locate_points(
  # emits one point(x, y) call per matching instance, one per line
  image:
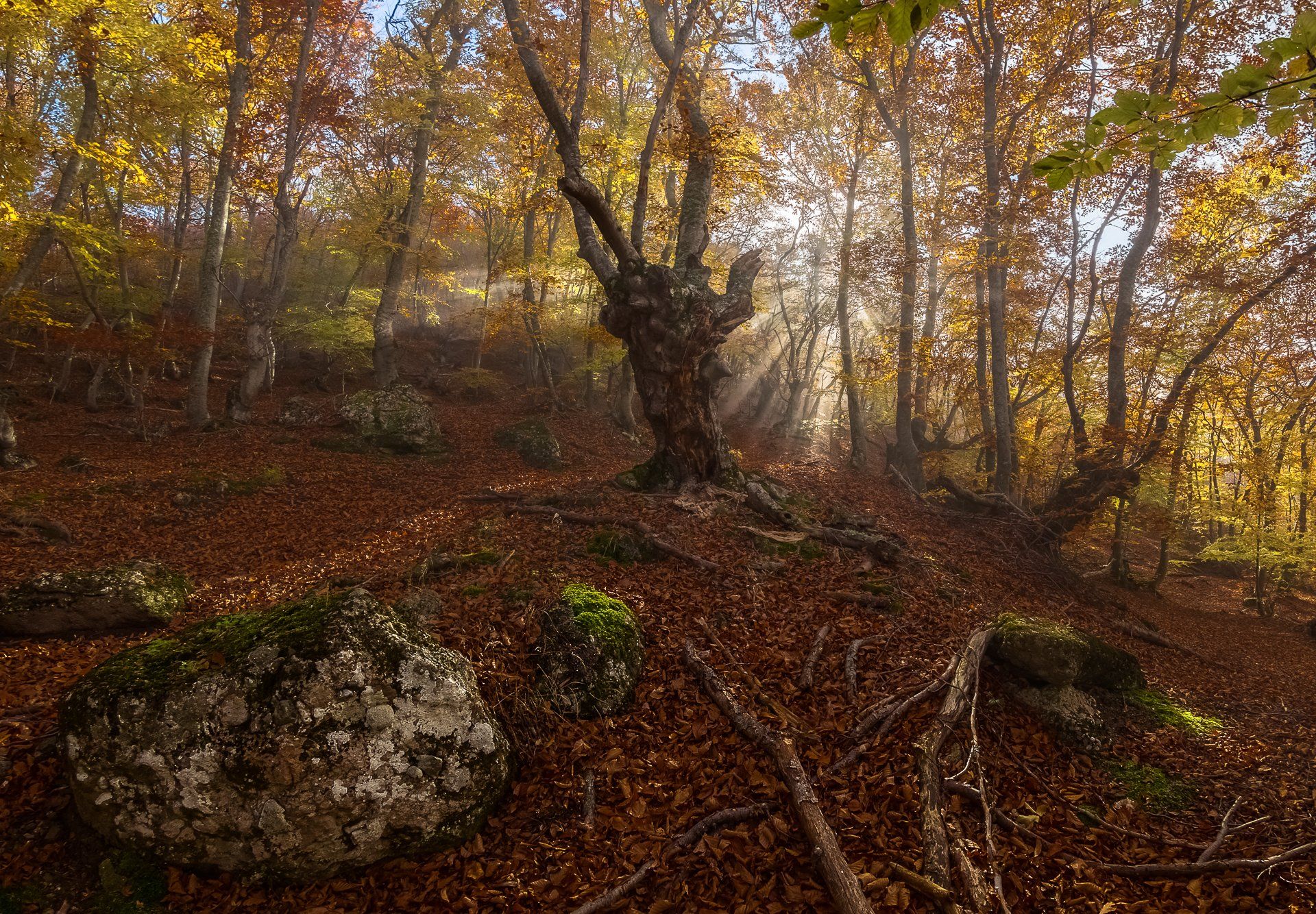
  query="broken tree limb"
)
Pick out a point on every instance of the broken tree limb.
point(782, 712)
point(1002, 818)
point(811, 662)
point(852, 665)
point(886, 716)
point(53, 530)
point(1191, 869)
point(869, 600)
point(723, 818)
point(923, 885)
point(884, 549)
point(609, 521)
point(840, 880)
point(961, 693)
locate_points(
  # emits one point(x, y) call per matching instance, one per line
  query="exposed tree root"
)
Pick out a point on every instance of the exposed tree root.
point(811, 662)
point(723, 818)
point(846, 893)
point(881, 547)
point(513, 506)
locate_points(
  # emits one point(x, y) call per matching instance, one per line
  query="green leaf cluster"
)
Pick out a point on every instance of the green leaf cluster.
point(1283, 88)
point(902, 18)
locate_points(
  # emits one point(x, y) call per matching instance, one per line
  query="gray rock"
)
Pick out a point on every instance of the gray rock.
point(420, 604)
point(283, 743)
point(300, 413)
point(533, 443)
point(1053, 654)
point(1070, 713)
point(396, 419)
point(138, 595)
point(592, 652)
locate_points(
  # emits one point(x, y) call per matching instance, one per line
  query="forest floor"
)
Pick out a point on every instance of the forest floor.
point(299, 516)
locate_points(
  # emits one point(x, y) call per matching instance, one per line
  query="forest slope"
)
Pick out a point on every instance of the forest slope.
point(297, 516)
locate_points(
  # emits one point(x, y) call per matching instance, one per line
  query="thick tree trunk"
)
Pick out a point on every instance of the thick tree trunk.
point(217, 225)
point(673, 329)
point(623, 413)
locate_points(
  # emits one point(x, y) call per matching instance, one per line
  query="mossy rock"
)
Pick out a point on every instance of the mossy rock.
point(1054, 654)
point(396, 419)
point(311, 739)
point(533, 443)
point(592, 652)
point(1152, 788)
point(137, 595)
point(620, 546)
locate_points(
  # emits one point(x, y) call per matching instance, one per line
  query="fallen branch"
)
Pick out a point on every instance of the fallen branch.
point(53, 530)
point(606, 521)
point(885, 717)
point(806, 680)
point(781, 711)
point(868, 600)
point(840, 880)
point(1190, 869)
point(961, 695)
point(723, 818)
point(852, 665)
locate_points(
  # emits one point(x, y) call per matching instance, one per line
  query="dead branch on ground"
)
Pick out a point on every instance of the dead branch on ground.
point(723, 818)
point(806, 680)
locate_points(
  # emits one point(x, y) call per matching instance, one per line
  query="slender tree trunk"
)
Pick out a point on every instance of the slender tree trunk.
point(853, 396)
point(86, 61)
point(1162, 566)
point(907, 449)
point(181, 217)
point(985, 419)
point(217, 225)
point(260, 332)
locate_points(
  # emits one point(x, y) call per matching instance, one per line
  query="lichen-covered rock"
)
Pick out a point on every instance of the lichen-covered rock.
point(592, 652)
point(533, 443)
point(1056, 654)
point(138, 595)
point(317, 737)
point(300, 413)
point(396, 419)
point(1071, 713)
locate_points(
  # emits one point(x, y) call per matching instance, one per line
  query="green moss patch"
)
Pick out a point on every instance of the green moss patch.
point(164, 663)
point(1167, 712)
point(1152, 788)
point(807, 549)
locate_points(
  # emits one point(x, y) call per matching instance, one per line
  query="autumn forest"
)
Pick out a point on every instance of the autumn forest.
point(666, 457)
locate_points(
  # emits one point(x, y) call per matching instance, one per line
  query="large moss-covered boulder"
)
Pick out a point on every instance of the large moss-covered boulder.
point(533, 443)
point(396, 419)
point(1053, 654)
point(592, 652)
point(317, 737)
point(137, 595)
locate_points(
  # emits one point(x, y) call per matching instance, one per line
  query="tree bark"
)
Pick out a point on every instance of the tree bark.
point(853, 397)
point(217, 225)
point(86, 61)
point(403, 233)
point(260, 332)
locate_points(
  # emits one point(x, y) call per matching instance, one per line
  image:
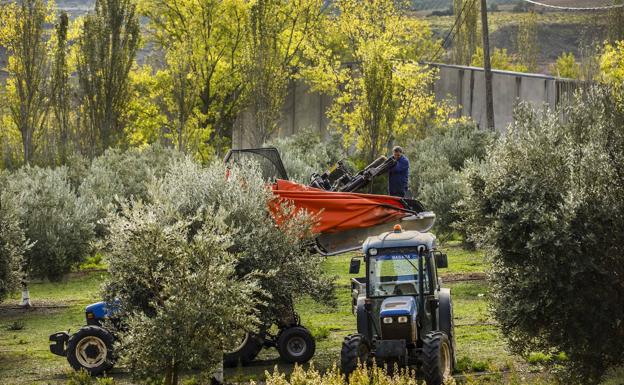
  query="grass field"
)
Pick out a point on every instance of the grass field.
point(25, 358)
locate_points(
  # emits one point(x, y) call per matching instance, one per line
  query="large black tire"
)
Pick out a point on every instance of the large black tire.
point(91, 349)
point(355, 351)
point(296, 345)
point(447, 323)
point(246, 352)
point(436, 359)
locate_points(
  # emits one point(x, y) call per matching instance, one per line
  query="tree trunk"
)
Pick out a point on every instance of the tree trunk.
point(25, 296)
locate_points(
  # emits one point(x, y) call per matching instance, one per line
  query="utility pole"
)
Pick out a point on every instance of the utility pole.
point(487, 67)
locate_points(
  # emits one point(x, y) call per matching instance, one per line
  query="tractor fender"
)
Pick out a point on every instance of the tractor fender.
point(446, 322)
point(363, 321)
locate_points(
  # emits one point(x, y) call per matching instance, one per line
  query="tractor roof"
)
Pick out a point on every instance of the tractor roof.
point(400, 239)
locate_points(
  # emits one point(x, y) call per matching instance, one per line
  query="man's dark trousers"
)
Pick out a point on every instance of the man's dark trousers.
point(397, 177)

*Problem statement:* Apart from the pictures, the entries above are to be repeated in full and exactly.

*Answer in full:*
locate_points(
  # emits one point(x, y) call per matching instance, one per line
  image:
  query="broken tree limb"
)
Pick out a point on every instance of the broken tree limb.
point(782, 712)
point(1002, 818)
point(811, 662)
point(852, 665)
point(886, 716)
point(53, 530)
point(1191, 869)
point(869, 600)
point(723, 818)
point(923, 885)
point(884, 549)
point(609, 521)
point(840, 880)
point(961, 693)
locate_points(
  # emits one point(x, y) call per matching instance, one per line
  query="exposed tree root"
)
Pick out a point on every instance of the exposed tree root.
point(811, 662)
point(723, 818)
point(846, 893)
point(881, 547)
point(513, 506)
locate_points(
  # emits one point(x, y) call per matching instance, one per line
  query="green leaf cluster"
)
Pick out a point on every instance of the green leaf cluster.
point(1283, 88)
point(902, 18)
locate_points(
  # emits one point(x, y) call per matching instance, one per line
  query="gray rock"
)
Pick out a point on every instance of the gray rock.
point(420, 604)
point(283, 743)
point(300, 413)
point(533, 443)
point(1053, 654)
point(1070, 713)
point(396, 419)
point(138, 595)
point(592, 652)
locate_points(
  # emits one point(x, y) call per matching instance, one per line
  query="forest floor"
)
Pick out a point on every instance of the forest floor.
point(299, 516)
locate_points(
  # emits one point(x, y) call per matching instance, one per line
  query="forest slope"
)
Pick out a point on every instance of the forest slope.
point(297, 516)
locate_points(
  # emits one point(x, y) call per matching instance, one per line
  query="thick tree trunk"
)
Pick out a point on every instance of the thick tree trunk.
point(217, 225)
point(673, 329)
point(623, 413)
locate_points(
  # emits one point(x, y) call per matching instance, one per line
  query="mossy rock"
)
Pick out a point on every instance of the mossy rock.
point(1054, 654)
point(396, 419)
point(311, 739)
point(533, 443)
point(592, 652)
point(1152, 788)
point(137, 595)
point(620, 546)
locate_points(
  # emits one point(x, y) call per matching instance, one per line
  query="fallen branch"
)
Pick out a point on every instance of the fallen branch.
point(53, 530)
point(606, 521)
point(885, 717)
point(806, 680)
point(781, 711)
point(868, 600)
point(840, 880)
point(1190, 869)
point(961, 695)
point(723, 818)
point(852, 665)
locate_points(
  # emits one point(x, y) call per matching instance, one per line
  query="dead branch on ground"
)
Pick out a point on every instance of the dead branch on ground.
point(723, 818)
point(806, 680)
locate_points(
  # emits one point(x, y) call per matching instance, one per line
  query="slender tree trunk"
)
Pick out a point on every instance of the slender tree trunk.
point(853, 396)
point(86, 61)
point(1162, 566)
point(907, 449)
point(181, 217)
point(985, 419)
point(217, 225)
point(260, 332)
locate_points(
  # emits one point(x, y) call per matching instance, one per line
  query="lichen-covered rock"
)
Pick out a point on every instance of the lichen-covered rock.
point(592, 652)
point(533, 443)
point(1056, 654)
point(138, 595)
point(317, 737)
point(300, 413)
point(396, 419)
point(1071, 713)
locate_points(
  # emits one point(x, y) call per matching instance, one per line
  query="green moss patch"
)
Pick out a point on every instance of the green moss patch.
point(164, 663)
point(1167, 712)
point(1152, 788)
point(807, 549)
locate_points(
  # emits one point(x, y) call per matching instance, one per line
  query="autumn forest"
)
Pick out a point on every instance of the autumn forest.
point(666, 457)
locate_points(
  # emits one point(x, y) call per matching instance, one per line
  query="large moss-covered boulder"
)
Pick out a point on every instance of the large moss-covered boulder.
point(533, 443)
point(396, 419)
point(1053, 654)
point(592, 652)
point(317, 737)
point(137, 595)
locate_points(
  # emits one point(x, y) call per matching instance, one per line
  query="tree bark"
)
Pick out a point on every instance of the tree bark.
point(853, 397)
point(217, 225)
point(86, 61)
point(403, 233)
point(260, 332)
locate_points(
  # emits one point(x, y) call per matching instance, one per line
  image:
  query="grass field"
)
Pick out a point on every instance of the grass field.
point(25, 358)
locate_points(
  # emits one point(x, y) call per matching instance, one per line
  query="large black tire"
)
Pick out a point on every instance of the large black tire.
point(91, 349)
point(355, 351)
point(296, 345)
point(447, 323)
point(246, 352)
point(436, 359)
locate_points(
  # emits one point(x, y) call per matching instance, one per line
  query="tree trunk"
)
Pick out a point on every instance of the tree trunk.
point(25, 296)
locate_points(
  # emits one point(x, y) call per matching instance, one per line
  query="utility pole"
)
Pick out a point on every instance of the utility pole.
point(487, 67)
locate_points(
  # emits one point(x, y) call per matching instance, one per line
  query="tractor fender"
)
Pick out a point on every instance of the tractor fender.
point(446, 322)
point(363, 321)
locate_points(
  # emits one point(x, y) call per matching instance, one per line
  query="tractor roof"
)
Pick out a point on every instance of the tractor roof.
point(400, 239)
locate_points(
  # emits one point(x, y) call per matching instance, one per line
  query="man's dark trousers"
)
Pick out a point on every instance of the man's dark trousers.
point(397, 177)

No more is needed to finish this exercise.